(What is expected): Give the stretch of the data from the line containing "negative clicks: (600, 280)" through the line containing "positive clicks: (321, 43)", both included, as a JSON list of strings, one string per line and blank lines left out.
== Segment start ==
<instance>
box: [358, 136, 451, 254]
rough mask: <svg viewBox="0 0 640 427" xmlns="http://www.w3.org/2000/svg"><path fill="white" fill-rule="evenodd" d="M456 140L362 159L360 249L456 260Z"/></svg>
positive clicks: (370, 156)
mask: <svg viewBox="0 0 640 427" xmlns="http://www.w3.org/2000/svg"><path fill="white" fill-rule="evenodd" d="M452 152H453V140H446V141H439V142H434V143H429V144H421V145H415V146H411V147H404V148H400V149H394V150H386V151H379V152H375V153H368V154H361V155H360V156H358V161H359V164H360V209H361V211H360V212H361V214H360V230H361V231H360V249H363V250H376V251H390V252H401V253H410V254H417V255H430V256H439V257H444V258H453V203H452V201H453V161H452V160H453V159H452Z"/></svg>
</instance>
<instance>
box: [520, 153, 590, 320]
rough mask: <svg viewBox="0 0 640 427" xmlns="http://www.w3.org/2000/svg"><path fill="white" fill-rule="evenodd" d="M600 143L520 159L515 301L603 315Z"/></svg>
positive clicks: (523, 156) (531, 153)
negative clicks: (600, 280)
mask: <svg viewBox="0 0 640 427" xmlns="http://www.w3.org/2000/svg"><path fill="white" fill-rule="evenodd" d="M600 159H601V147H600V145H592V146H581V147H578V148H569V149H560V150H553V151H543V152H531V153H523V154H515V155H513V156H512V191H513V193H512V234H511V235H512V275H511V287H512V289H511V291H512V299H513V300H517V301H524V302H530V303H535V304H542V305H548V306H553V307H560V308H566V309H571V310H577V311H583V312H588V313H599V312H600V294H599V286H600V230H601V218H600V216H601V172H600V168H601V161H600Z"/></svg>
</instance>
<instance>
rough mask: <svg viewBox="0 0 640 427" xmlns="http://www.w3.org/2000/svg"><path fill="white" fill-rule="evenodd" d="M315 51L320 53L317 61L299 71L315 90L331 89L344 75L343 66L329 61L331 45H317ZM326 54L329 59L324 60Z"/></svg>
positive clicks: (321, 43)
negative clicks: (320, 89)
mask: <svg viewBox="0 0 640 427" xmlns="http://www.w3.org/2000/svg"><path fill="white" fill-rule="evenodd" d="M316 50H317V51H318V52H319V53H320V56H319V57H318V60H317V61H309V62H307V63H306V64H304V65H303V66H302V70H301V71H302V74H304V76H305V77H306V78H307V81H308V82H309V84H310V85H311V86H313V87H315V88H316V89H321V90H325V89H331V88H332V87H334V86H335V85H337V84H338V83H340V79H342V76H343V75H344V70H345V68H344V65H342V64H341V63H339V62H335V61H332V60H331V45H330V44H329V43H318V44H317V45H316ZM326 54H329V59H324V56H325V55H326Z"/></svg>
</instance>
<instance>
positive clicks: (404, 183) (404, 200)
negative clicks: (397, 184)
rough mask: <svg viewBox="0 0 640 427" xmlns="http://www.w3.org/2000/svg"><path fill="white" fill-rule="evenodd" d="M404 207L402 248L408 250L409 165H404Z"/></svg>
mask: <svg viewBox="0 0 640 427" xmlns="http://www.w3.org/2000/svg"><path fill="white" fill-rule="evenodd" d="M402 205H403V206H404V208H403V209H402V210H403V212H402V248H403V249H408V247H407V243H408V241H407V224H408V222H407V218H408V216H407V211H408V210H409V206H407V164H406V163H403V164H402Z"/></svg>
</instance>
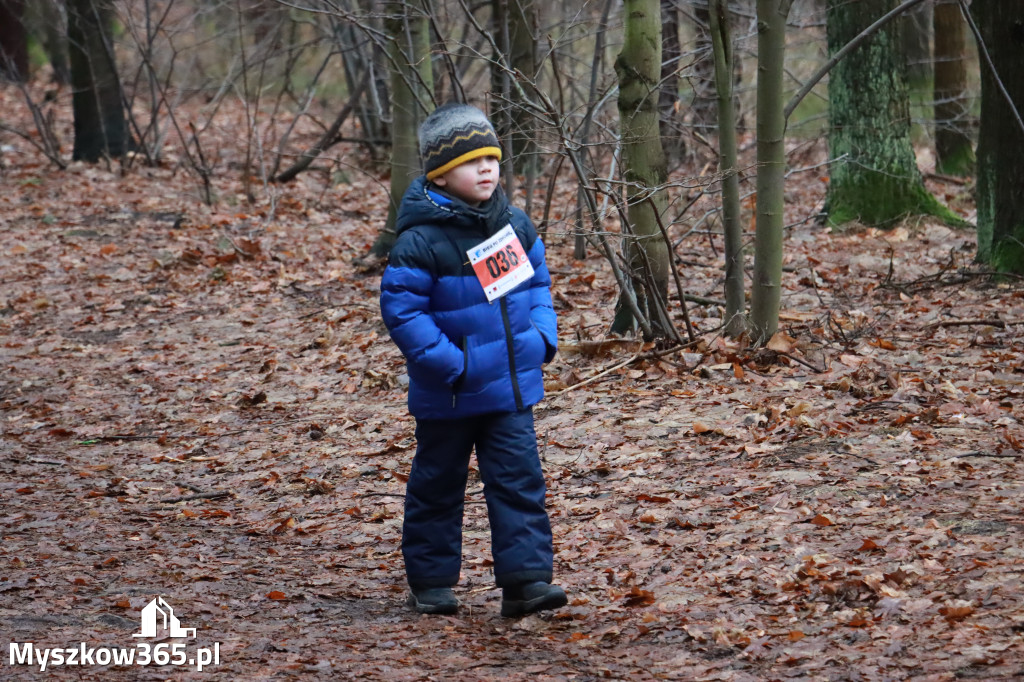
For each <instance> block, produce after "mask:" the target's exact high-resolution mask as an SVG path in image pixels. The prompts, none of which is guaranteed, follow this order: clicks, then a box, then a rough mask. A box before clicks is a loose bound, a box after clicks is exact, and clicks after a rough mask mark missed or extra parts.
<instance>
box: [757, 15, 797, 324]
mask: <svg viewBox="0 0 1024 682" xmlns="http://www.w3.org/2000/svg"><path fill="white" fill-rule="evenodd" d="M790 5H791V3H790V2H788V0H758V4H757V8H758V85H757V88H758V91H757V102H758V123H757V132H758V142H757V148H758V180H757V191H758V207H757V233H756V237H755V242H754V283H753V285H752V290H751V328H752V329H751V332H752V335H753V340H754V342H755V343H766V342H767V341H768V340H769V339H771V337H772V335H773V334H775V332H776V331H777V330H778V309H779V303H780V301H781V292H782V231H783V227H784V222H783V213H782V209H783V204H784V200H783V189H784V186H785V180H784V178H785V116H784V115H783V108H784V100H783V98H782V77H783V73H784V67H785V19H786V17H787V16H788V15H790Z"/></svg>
== Segment end ==
== Segment start ==
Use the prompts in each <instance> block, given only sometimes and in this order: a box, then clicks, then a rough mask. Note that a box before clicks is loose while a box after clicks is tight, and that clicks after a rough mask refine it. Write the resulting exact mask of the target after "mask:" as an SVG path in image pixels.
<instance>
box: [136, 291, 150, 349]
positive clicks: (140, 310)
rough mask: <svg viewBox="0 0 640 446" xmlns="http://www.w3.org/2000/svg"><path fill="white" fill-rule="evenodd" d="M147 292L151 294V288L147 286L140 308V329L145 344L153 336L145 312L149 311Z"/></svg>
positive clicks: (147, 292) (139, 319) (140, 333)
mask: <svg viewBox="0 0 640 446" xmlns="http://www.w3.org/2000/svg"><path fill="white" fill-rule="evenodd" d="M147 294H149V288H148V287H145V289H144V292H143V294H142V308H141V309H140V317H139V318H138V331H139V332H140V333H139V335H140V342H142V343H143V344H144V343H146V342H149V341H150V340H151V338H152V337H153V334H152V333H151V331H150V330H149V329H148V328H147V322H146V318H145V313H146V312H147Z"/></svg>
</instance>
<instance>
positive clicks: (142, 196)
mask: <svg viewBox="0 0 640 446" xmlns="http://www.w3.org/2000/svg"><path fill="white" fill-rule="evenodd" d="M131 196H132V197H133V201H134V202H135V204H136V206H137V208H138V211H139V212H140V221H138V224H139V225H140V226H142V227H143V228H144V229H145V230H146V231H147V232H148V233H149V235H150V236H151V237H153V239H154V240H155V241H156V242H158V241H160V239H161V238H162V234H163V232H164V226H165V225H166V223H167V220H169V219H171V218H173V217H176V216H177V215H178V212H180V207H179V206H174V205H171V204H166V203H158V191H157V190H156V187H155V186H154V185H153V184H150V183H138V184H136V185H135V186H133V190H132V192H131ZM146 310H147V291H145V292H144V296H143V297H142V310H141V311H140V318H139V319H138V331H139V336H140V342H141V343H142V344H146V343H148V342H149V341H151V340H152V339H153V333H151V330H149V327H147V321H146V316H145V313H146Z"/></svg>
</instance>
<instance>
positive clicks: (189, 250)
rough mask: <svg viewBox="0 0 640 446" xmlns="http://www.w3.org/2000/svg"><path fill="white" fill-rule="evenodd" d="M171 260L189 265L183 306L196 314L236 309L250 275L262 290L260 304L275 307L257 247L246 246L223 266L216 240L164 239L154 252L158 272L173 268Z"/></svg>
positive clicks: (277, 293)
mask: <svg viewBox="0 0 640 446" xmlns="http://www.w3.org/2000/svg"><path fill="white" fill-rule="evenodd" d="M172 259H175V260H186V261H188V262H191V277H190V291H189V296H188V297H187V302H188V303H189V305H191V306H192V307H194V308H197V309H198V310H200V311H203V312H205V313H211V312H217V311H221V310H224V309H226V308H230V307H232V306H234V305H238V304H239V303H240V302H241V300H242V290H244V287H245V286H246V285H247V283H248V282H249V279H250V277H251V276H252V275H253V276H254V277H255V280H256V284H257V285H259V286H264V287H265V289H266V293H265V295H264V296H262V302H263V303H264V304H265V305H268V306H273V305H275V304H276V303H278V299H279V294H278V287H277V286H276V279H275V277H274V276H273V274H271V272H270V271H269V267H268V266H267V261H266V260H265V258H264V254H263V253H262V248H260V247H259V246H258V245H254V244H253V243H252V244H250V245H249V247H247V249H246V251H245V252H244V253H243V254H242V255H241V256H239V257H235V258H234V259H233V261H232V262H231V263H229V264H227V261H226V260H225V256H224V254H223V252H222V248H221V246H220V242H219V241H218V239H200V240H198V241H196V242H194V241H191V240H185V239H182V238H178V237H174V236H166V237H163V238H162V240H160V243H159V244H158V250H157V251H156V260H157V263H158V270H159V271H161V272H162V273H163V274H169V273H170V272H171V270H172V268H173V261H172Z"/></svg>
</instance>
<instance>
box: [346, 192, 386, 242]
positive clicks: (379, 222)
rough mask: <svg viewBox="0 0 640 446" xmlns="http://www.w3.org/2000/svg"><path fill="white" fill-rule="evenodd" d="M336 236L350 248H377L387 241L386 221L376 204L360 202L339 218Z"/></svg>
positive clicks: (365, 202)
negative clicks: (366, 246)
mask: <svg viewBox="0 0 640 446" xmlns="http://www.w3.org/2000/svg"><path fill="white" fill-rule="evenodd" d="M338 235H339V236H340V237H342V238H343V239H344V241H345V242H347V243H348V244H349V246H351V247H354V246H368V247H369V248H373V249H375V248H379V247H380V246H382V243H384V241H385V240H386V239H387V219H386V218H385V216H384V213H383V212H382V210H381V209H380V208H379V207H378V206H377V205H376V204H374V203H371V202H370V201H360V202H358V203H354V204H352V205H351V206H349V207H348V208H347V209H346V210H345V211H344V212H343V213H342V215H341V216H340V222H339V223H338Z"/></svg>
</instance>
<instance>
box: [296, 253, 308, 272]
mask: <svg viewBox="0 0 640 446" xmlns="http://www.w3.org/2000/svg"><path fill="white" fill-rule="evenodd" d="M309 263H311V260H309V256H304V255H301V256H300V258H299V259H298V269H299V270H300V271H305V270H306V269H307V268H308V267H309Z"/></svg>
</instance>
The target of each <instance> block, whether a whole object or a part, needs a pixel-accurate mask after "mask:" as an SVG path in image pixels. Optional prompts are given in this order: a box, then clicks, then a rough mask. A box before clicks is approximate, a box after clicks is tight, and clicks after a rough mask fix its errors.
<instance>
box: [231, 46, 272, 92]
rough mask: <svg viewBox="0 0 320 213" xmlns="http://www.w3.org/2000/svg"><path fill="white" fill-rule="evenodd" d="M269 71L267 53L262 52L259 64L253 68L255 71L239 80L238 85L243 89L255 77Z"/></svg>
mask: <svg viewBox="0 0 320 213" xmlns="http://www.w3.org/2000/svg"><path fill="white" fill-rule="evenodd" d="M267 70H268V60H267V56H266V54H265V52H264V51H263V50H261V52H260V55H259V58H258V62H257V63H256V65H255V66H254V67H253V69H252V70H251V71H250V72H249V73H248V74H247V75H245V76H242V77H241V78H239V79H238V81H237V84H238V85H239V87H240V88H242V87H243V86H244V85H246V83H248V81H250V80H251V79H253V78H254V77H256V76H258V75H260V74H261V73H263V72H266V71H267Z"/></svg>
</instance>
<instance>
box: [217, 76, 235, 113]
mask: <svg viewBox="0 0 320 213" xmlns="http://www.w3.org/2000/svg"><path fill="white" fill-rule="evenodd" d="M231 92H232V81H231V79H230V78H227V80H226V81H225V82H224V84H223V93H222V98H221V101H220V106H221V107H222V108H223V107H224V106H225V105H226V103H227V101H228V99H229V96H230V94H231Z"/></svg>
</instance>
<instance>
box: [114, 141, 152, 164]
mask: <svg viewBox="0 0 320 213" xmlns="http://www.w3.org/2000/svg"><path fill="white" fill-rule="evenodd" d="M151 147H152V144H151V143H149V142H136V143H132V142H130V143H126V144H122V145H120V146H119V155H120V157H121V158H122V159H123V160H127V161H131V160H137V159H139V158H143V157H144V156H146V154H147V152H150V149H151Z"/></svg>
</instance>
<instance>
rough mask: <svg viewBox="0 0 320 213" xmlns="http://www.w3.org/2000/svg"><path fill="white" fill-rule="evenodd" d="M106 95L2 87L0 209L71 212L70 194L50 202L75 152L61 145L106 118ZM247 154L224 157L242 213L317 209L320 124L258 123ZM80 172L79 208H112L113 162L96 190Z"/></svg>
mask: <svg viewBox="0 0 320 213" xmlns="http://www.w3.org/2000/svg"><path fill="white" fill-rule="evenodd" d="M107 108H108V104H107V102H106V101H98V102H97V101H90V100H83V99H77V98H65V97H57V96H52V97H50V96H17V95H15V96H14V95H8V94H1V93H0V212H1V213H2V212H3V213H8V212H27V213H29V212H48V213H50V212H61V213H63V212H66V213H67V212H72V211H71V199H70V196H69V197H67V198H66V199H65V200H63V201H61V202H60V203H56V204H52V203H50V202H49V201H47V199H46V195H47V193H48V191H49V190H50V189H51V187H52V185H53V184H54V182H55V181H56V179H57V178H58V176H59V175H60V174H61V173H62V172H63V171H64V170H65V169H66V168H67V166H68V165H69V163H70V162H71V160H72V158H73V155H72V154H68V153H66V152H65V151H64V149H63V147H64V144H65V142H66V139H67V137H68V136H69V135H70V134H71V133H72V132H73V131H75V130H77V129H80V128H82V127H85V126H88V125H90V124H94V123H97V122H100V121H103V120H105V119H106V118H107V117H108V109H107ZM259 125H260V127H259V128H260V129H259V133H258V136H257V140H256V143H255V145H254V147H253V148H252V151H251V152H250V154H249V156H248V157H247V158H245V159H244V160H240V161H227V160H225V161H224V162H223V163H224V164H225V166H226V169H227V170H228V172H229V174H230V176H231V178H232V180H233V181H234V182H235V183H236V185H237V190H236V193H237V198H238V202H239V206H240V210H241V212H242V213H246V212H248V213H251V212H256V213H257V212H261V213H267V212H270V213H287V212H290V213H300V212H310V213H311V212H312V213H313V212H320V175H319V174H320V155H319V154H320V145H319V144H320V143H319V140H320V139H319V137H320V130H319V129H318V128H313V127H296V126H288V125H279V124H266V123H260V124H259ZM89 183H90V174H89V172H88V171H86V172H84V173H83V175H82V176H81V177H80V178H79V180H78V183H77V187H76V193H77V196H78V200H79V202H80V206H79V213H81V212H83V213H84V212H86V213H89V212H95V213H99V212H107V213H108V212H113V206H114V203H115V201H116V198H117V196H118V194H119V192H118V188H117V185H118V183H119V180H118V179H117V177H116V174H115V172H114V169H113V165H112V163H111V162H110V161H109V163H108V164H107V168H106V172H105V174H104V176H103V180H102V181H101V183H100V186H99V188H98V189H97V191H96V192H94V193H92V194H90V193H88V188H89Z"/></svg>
== Segment end ==
(Reply to the exercise):
[
  "negative clicks: (600, 280)",
  "mask: <svg viewBox=\"0 0 640 427\" xmlns=\"http://www.w3.org/2000/svg\"><path fill=\"white\" fill-rule=\"evenodd\" d=\"M600 159H601V147H600V145H592V146H581V147H578V148H569V149H560V150H553V151H543V152H531V153H523V154H515V155H513V156H512V191H513V193H512V234H511V235H512V275H511V287H512V289H511V291H512V299H513V300H517V301H524V302H530V303H535V304H542V305H548V306H553V307H560V308H566V309H571V310H577V311H583V312H588V313H599V312H600V294H599V286H600V230H601V218H600V216H601V172H600V168H601V161H600Z\"/></svg>",
  "</instance>",
  "<instance>",
  "rough mask: <svg viewBox=\"0 0 640 427\" xmlns=\"http://www.w3.org/2000/svg\"><path fill=\"white\" fill-rule=\"evenodd\" d=\"M315 51L320 53L317 61L299 71L315 90L331 89L344 75L343 66L329 61L331 45H317ZM326 54L329 59L324 60Z\"/></svg>",
  "positive clicks: (321, 43)"
]